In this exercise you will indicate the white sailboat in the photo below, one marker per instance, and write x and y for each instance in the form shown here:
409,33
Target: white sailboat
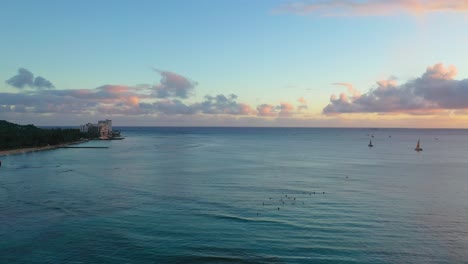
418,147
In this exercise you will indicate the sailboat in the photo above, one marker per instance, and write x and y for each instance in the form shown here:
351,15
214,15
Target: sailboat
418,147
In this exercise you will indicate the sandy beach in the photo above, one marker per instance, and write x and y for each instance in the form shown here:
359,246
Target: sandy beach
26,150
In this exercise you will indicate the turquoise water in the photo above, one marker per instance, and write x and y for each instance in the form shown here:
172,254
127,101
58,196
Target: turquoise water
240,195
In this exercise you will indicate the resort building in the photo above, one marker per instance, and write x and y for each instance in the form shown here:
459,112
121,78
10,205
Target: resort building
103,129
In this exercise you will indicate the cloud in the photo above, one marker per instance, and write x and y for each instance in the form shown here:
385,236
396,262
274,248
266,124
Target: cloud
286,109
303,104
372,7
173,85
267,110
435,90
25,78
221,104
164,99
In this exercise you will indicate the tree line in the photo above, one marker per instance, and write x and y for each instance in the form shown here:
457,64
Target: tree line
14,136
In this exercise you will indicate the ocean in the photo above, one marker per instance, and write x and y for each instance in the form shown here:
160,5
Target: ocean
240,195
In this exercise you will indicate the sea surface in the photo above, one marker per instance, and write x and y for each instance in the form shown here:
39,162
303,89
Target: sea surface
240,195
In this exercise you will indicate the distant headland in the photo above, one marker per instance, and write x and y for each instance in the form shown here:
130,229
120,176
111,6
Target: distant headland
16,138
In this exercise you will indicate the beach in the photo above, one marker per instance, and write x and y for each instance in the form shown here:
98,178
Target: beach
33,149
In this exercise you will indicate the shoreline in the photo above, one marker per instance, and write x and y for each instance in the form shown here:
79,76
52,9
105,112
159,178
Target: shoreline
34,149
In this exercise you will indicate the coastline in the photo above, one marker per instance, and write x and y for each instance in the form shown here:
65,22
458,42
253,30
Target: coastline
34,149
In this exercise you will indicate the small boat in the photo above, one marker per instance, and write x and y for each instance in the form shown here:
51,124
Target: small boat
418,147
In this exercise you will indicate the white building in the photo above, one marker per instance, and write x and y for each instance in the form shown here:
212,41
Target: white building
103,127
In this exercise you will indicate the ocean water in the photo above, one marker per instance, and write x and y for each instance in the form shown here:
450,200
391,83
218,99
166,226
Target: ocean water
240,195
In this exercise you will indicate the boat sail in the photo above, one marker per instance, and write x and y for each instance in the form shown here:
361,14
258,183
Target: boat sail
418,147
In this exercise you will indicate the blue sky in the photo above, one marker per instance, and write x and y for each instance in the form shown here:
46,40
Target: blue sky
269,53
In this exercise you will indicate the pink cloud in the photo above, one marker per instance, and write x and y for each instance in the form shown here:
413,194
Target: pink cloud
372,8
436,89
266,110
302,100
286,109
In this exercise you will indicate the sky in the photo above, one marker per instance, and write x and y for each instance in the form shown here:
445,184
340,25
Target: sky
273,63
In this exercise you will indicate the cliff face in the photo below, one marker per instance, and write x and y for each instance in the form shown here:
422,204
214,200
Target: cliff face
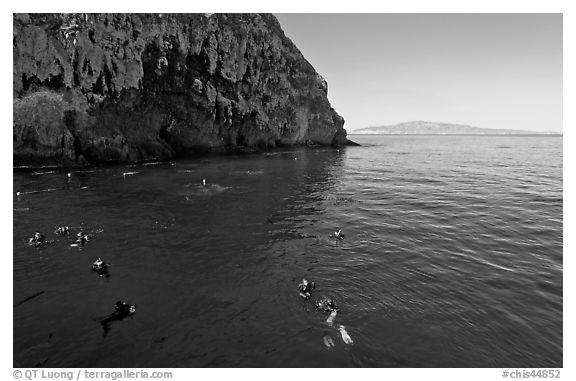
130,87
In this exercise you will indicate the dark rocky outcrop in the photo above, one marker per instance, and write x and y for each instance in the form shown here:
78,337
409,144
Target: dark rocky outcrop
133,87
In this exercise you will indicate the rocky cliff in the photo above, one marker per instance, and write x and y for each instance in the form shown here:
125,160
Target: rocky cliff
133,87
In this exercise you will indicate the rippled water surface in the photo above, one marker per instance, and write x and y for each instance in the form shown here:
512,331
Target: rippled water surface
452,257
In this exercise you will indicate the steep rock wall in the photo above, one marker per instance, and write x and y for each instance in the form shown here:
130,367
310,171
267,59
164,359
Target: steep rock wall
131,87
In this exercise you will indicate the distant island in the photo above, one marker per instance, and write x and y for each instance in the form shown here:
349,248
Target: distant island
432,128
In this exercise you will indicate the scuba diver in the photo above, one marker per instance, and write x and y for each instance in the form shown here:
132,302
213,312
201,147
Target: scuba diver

_ _ _

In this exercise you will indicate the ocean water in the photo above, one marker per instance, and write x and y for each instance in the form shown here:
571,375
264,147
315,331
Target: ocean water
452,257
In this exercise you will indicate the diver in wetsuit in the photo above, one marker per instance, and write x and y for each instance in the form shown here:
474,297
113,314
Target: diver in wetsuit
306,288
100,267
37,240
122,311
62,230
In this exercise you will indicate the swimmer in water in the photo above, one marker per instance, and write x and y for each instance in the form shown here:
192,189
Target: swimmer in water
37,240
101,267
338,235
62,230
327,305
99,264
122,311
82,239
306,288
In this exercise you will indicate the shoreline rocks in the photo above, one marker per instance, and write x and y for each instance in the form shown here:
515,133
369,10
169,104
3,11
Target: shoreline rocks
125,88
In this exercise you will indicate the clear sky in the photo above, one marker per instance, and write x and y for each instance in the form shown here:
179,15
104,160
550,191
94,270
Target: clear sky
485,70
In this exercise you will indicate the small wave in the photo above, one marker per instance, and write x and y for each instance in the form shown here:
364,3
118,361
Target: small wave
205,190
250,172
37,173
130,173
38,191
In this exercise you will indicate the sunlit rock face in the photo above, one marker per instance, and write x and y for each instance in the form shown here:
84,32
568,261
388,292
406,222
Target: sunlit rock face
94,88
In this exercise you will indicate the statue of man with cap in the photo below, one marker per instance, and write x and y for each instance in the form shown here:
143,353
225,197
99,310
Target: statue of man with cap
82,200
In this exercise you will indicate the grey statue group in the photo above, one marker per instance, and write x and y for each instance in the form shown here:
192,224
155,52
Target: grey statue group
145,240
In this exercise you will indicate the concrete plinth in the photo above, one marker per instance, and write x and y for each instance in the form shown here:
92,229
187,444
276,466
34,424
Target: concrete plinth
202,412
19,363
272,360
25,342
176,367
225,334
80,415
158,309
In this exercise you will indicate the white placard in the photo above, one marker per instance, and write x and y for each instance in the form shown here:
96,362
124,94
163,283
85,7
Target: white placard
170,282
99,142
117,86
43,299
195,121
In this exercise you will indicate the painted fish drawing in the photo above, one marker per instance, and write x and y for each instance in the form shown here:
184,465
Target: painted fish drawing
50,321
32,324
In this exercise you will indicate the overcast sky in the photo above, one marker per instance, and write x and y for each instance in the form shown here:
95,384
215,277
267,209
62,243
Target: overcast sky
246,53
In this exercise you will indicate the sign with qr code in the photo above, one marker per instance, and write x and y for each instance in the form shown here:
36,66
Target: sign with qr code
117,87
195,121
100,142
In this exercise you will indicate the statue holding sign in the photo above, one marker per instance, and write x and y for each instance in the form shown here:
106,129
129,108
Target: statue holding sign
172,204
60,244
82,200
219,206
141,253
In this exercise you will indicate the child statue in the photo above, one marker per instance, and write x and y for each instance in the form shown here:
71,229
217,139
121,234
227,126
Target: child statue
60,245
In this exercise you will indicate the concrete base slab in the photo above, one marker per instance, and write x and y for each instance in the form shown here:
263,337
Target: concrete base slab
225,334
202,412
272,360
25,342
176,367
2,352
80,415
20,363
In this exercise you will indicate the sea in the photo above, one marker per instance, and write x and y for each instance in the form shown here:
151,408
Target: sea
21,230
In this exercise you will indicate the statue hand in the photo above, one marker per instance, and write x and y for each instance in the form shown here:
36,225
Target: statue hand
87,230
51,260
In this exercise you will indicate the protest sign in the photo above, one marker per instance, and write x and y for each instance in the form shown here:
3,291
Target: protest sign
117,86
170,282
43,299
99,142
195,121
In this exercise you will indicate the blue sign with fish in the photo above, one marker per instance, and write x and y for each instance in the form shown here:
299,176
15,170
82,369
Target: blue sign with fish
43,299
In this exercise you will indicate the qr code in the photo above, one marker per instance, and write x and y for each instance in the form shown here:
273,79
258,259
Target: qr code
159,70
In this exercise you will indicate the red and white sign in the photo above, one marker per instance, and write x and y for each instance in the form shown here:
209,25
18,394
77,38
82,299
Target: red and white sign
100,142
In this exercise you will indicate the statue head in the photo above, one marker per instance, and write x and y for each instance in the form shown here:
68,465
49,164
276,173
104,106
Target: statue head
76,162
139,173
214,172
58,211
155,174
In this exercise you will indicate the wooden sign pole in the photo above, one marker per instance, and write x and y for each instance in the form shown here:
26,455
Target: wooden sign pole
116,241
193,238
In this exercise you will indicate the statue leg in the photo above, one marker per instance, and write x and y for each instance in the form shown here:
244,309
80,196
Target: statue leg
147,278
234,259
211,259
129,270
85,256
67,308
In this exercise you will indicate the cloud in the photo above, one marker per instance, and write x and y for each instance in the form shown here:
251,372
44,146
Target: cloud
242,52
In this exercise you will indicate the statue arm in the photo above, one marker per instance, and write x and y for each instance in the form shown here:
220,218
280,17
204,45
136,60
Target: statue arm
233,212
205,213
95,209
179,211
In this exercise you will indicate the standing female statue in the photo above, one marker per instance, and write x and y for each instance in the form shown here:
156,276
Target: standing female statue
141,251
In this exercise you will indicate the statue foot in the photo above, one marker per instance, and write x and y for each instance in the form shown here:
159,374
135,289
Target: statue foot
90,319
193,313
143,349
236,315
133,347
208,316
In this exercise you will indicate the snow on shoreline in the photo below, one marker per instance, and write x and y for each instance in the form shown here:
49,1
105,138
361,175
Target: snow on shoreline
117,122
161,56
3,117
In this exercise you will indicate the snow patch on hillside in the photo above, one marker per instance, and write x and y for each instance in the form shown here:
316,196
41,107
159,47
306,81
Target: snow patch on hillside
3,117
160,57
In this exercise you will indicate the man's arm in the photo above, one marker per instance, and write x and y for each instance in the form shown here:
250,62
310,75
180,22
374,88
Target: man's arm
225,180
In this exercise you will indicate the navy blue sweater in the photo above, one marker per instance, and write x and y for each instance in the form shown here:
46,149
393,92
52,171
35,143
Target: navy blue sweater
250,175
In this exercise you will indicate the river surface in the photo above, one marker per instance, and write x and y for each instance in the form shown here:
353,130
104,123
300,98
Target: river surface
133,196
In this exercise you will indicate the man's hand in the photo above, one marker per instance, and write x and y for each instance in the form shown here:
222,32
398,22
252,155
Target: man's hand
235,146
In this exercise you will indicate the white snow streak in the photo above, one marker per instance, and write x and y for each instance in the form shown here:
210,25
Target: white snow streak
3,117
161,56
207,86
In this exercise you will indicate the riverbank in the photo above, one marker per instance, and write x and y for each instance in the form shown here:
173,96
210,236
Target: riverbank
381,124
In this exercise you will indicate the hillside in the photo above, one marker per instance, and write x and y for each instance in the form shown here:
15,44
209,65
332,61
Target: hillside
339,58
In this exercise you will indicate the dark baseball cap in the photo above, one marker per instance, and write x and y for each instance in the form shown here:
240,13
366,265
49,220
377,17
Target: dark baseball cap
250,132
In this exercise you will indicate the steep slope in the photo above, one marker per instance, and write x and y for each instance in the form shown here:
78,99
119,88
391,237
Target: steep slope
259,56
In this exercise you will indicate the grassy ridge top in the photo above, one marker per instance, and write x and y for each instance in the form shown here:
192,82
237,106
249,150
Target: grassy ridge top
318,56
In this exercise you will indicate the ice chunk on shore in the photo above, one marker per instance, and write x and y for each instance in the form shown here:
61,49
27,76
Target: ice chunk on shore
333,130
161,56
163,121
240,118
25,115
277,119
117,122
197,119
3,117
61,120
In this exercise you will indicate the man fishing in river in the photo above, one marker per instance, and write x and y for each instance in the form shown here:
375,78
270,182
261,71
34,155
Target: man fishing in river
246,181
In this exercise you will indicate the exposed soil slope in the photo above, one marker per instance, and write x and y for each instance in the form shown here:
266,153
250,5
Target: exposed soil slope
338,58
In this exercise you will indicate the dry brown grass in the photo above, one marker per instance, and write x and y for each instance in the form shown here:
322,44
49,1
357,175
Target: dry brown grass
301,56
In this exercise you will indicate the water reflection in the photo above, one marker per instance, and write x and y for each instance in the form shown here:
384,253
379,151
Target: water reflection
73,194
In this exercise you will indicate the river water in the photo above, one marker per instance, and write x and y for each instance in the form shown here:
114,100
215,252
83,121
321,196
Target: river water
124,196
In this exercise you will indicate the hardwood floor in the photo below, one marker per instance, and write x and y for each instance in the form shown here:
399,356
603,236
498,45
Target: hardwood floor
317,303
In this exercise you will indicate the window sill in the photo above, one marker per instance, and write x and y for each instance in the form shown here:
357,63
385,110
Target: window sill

_ _ _

> [Exercise] Identify every line in the data above that contains the word "plinth" and copy each of those lines. Case counts, so a match must have the same capital and lowercase letters.

> [Task output]
In this exercise you will indicate the concrete plinth in the photo above, one marker per instance, and write x and y for each instance in the form shown here:
Target: concrete plinth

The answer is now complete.